• **Task input**
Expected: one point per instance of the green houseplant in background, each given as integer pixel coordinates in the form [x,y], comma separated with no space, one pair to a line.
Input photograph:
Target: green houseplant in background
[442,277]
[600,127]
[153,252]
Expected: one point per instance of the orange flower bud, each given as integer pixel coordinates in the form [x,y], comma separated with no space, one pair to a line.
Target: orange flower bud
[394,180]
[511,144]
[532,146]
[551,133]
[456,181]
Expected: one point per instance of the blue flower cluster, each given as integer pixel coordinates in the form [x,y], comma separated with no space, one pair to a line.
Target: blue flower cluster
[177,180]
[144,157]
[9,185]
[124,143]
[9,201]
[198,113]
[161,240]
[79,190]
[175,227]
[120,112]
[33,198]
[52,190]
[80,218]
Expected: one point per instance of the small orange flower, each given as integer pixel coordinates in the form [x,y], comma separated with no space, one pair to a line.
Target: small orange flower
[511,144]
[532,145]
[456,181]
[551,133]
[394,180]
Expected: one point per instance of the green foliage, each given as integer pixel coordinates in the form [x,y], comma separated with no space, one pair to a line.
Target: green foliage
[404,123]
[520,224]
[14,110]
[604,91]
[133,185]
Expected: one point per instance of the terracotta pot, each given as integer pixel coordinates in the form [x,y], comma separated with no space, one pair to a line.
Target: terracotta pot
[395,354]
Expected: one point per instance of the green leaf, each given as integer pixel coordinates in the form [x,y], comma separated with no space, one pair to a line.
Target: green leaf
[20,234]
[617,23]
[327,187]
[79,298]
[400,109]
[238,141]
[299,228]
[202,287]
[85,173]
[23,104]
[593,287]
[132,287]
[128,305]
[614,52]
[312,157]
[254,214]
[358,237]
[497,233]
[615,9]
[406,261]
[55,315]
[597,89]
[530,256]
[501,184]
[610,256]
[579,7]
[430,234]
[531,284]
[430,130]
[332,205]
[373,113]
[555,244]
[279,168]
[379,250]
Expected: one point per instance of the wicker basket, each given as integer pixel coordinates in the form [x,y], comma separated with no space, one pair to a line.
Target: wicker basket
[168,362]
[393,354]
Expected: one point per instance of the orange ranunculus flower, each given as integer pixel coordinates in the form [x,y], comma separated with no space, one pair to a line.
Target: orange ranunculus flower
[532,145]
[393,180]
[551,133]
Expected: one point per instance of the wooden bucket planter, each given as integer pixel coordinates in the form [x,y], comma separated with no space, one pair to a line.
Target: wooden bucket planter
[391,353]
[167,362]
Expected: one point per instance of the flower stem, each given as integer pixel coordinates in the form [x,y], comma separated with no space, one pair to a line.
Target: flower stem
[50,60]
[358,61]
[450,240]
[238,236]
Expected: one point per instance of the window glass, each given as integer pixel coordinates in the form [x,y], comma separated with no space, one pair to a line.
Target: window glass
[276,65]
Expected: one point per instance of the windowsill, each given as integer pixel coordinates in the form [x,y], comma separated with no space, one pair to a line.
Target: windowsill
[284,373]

• **What you need to do**
Convert all of the lines above into a JSON list of strings, one string per line, with blank lines omitted.

• **Exercise response**
[
  "Expected: one point per instance of the green houseplant in background, each given as integer pixel coordinates in the form [x,y], comma separated with no space, one pair to a line.",
  "Input photograph:",
  "Target: green houseplant in background",
  "[442,277]",
  "[600,127]",
  "[153,252]",
  "Expected: one point per instance of the orange flower bud, each given as integer pixel coordinates in the form [x,y], comma separated with no space, one pair to a line.",
  "Target: orange flower bud",
  "[394,180]",
  "[511,144]",
  "[532,146]",
  "[551,133]",
  "[456,181]",
  "Expected: one point per instance of the blue flower cluster, each given as integer pixel coordinates in the form [x,y], comma separated with no space, one pair to a line.",
  "Target: blue flower cluster",
  "[177,180]",
  "[144,157]",
  "[9,185]",
  "[124,143]",
  "[9,201]",
  "[198,113]",
  "[161,240]",
  "[79,190]",
  "[175,227]",
  "[120,112]",
  "[33,198]",
  "[52,190]",
  "[80,218]",
  "Expected: one point per instance of the small orange flower, each given as integer pixel coordinates in the form [x,y], comma separated with no space, one pair to a line.",
  "Target: small orange flower",
  "[511,144]",
  "[532,145]",
  "[456,181]",
  "[551,133]",
  "[394,180]",
  "Expected: one point per instance of the green foliage, each given as integer pixel coordinates in the form [x,y], comma separated with no space, one pair to a line.",
  "Target: green foliage",
  "[404,123]",
  "[520,224]",
  "[14,110]",
  "[604,91]",
  "[133,185]",
  "Expected: one point per instance of the terracotta pot, each given as integer pixel coordinates in the form [x,y], comma separated with no space, one pair to a line.",
  "Target: terracotta pot",
  "[395,354]",
  "Expected: one point per instance of the green leaf, each given as integer pixel coordinates in the form [x,y], comma separated with no space, one pair to a line.",
  "Target: green leaf",
  "[20,234]",
  "[617,23]",
  "[327,187]",
  "[79,298]",
  "[400,109]",
  "[238,141]",
  "[299,228]",
  "[202,287]",
  "[85,173]",
  "[23,104]",
  "[593,287]",
  "[132,287]",
  "[128,305]",
  "[614,52]",
  "[312,157]",
  "[254,214]",
  "[358,237]",
  "[497,233]",
  "[615,9]",
  "[406,261]",
  "[55,315]",
  "[597,89]",
  "[530,256]",
  "[501,184]",
  "[610,256]",
  "[579,7]",
  "[430,234]",
  "[531,284]",
  "[430,130]",
  "[332,205]",
  "[373,113]",
  "[555,244]",
  "[279,168]",
  "[379,250]",
  "Expected: one point per instance of the wicker basket, each given as integer pixel coordinates in the form [x,y], comma separated with no space, one pair to a line.",
  "Target: wicker basket",
  "[168,362]",
  "[393,354]",
  "Expected: one point per instance of the orange ranunculus flower, each given as integer pixel coordinates in the form [x,y], comma separated with no space, one pair to a line.",
  "Target: orange ranunculus flower",
  "[532,145]",
  "[393,180]",
  "[551,133]",
  "Expected: one point per instance of the wooden bucket planter, each given as integer pixel coordinates in the form [x,y], comma separated with no space, one pair to a line.",
  "Target: wooden bucket planter",
  "[391,353]",
  "[167,362]",
  "Expected: one point per instance of the flower stem, each given as integer pixel coordinates in the form [x,y], comma separated with no space, one pair to a line.",
  "Target: flower stem",
  "[50,60]",
  "[358,61]",
  "[450,240]",
  "[238,236]",
  "Expected: one point per instance of the window glass, each given as integer pixel coordinates in the form [x,y], comma separated with no space, one pair to a line.",
  "Target: window glass",
  "[276,65]",
  "Expected: one point per instance of the windowsill, each given as integer pixel coordinates in the form [x,y], comma separated with no space, one pair to a line.",
  "Target: windowsill",
  "[284,373]"
]